## WHAT THIS TASK INVOLVES
Reproduce the following lines word for word, covering every record.

[Contour labeling records]
_____

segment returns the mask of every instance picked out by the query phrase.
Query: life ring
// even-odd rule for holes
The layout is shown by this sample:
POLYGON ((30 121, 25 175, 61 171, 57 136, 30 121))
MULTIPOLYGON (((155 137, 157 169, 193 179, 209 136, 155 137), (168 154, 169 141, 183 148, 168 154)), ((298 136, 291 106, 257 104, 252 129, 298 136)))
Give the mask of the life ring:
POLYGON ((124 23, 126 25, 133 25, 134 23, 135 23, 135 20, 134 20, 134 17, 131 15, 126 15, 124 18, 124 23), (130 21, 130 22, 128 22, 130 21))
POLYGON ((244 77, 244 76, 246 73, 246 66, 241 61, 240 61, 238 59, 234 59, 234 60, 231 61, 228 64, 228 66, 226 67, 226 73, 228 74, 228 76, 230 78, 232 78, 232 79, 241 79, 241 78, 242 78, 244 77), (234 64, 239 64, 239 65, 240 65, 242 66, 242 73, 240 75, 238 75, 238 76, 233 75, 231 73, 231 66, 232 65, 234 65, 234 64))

_____

## ANSWER
segment returns the mask of every instance picked out by the query phrase.
Query: life ring
// even-odd rule for holes
The layout is shown by this sample:
POLYGON ((30 121, 25 175, 61 171, 57 136, 30 121))
MULTIPOLYGON (((155 137, 157 169, 193 179, 209 136, 155 137), (168 154, 169 141, 183 148, 168 154)), ((298 136, 291 106, 257 104, 252 129, 298 136)))
Give the mask of the life ring:
POLYGON ((124 23, 126 25, 133 25, 134 23, 135 23, 135 20, 134 20, 134 17, 131 15, 126 15, 124 18, 124 23), (130 21, 130 22, 128 22, 130 21))
POLYGON ((244 77, 244 76, 246 73, 246 66, 241 61, 240 61, 238 59, 234 59, 234 60, 231 61, 228 64, 228 66, 226 67, 226 73, 228 74, 228 76, 230 78, 232 78, 232 79, 241 79, 241 78, 242 78, 244 77), (234 64, 239 64, 239 65, 240 65, 242 66, 242 73, 240 75, 238 75, 238 76, 233 75, 231 73, 231 66, 232 65, 234 65, 234 64))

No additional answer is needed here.